Extracted text:
---+---
When is this going to stop?


Just after the last potential seller throws in the towel!

Low interest rates (all else equal) mean less income from float. So yes, bad.

Covid 19 has two impacts:
1) big recession means less demand for insurance.
2) potentially higher claims although Fairfax don't think they are badly affected.

But who knows why the stock is getting (even) cheaper today. Might be Powell's comments, might be because Eurobank is down 10%, or it might just be because there are more sellers than buyers today.

Bryggen, I am sorry you are experiencing this pain however a few of us on here (myself included) attempted to warn shareholders and those considering becoming shareholders to stay away from owning the shares of this company. Before I write anything further please understand that there are a few on here that will continue to strongly advocate for investing in Fairfax. They will cite the "undervalued" nature of their major equity holdings, the fixed income yield pick up during the bottom in mid-March, the long term track record of Prem and team, the hardening market, the vastly improved underwriting results and of course the fair and friendly culture. In my view, none of these reasons is sufficient to overcome the many deficiencies that have existed at Fairfax for several years and which are now being exposed for what they are. For every positive point put forward by those who still believe and advocate for investing in Fairfax's shares are equal and in my view more compelling reasons for not doing so.
---+---
Excerpted records:
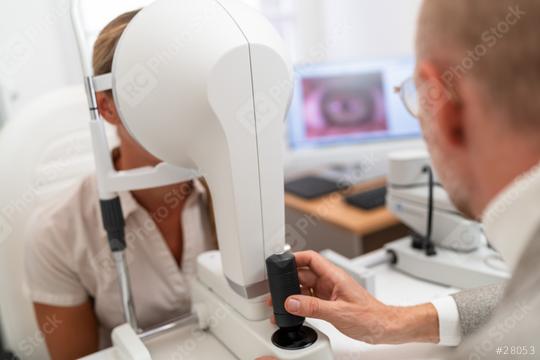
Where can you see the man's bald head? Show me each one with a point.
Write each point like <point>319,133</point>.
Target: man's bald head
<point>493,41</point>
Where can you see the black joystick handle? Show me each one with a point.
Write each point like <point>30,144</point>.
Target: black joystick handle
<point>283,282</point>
---+---
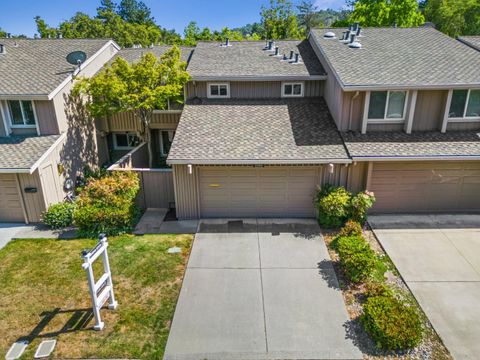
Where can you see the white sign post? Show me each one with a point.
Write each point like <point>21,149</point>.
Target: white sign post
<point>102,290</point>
---+---
Exercise goal: Write the next part of the forum discussion about Fairfax shares, starting right after its final sentence.

Task answer:
The company is now swimming in debt, it never had a strong capital structure however it is now simply awful. Its long term holdings in Eurobank, Resolute Forest, Stelco to name just a few are likely impaired beyond repair. I fear a similar fate for Recipe and the myriad of its private holdings in the retail space. These were low margin businesses at the best of times and that was before any additional costs that Covid will impose on all retail establishments. Fairfax Africa and India have been so very disappointing for shareholders in those companies as well as for shareholders of Fairfax who have watched their seed capital into these entities melt away. Furthermore, the low interest rates will hamper all insurance companies going forward. God help any existing shareholders if we have an active hurricane season this year.

You now have a decision to make. Continue to hold and believe in the long term value of Fairfax (that was hard for me to write) or sell your shares now and redeploy the proceeds into other more compelling opportunities. The choice is yours. I have made mine!

Thanks for your honest input. Not reassuring, but I would rather honesty.